Document extract:

Nuxera AI Secures $2.5M to Revolutionise Arabic Healthcare with AI

2 min
Nuxera AI has raised approximately $2,5 million in a pre-seed funding round.
The startup aims to enhance Arabic-language healthcare with AI, focusing on local dialects.
Their product, SERA, promises to reduce medical documentation time by over 70%.
Nuxera AI's success depends on seamless integration into hospital workflows.
This innovation illustrates Saudi Arabia's potential to pioneer niche health-tech solutions.
Saudi startup Nuxera AI has raised around $2.5 million in a pre-seed round, backed by Sanabil Venture Studio in collaboration with Redesign Health. The funding is set to fuel the company’s push into Saudi Arabia’s healthcare sector — specifically by growing its engineering and sales teams, launching pilot programmes across public and private hospitals, and fine‑tuning its AI models with local medical partners.
Founded by Amin Elhemaily, Asad Khan, and Nada Hassan, Nuxera AI’s mission is straightforward but ambitious: to build artificial intelligence that truly understands Arabic‑language healthcare. Their main product, SERA, uses natural‑language processing to capture and transcribe conversations between doctors and patients — not just in Modern Standard Arabic, but across 28 different dialects. The result? Automatic, SNOMED‑ and ICD‑10‑compliant notes that they claim cut documentation time by more than 70 percent.

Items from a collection
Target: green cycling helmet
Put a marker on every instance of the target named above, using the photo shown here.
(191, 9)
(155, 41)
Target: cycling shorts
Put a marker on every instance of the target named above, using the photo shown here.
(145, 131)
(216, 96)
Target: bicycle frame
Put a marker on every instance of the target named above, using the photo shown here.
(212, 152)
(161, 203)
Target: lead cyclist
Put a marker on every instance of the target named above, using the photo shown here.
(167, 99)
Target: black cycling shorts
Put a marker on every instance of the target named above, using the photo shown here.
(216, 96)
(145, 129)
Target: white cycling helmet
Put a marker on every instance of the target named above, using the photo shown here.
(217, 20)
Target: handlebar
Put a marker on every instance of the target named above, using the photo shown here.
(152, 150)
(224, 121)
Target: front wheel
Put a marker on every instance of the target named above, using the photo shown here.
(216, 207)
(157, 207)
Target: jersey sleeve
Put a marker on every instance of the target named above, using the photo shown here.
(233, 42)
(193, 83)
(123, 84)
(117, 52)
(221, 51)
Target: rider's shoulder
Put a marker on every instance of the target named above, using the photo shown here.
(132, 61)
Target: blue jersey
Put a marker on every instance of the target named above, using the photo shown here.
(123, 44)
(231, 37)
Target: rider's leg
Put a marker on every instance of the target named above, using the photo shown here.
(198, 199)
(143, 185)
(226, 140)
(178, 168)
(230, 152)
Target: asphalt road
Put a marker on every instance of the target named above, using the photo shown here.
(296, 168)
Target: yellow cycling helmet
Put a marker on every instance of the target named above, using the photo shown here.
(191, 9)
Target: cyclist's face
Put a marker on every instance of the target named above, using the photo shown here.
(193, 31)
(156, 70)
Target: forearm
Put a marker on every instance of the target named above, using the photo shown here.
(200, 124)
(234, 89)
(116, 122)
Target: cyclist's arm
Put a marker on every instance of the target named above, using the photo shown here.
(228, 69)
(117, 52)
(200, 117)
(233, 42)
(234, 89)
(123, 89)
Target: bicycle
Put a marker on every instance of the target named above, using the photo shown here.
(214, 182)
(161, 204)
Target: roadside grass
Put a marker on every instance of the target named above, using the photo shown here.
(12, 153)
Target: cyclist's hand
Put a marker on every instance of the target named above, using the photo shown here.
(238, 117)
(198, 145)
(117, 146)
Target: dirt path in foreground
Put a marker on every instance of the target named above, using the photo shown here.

* * *

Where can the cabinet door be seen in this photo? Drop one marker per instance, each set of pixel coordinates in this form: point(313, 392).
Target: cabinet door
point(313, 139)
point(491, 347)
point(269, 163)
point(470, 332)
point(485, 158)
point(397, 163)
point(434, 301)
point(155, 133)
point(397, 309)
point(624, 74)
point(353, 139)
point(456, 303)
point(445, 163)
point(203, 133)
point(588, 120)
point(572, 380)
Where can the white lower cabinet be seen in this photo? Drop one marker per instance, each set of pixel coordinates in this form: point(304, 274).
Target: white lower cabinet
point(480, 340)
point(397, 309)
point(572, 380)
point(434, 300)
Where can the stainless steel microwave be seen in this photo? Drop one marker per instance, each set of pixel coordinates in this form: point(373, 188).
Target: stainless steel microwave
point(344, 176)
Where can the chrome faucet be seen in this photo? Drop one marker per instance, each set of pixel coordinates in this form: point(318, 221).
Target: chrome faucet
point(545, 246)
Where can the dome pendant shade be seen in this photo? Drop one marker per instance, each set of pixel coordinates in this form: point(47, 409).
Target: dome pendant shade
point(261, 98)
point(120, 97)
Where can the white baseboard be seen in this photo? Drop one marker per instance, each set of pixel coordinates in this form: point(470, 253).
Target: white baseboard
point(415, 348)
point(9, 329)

Work order A:
Copy the Nuxera AI article word for word from "Their product, SERA, promises" to "local medical partners.".
Work order B:
Translate this sentence from the Nuxera AI article into French: "The startup aims to enhance Arabic-language healthcare with AI, focusing on local dialects."
None of the items are needed here.

Exercise result A:
Their product, SERA, promises to reduce medical documentation time by over 70%.
Nuxera AI's success depends on seamless integration into hospital workflows.
This innovation illustrates Saudi Arabia's potential to pioneer niche health-tech solutions.
Saudi startup Nuxera AI has raised around $2.5 million in a pre-seed round, backed by Sanabil Venture Studio in collaboration with Redesign Health. The funding is set to fuel the company’s push into Saudi Arabia’s healthcare sector — specifically by growing its engineering and sales teams, launching pilot programmes across public and private hospitals, and fine‑tuning its AI models with local medical partners.

Exercise result B:
La startup vise à améliorer les soins de santé en langue arabe grâce à l'IA, en se concentrant sur les dialectes locaux.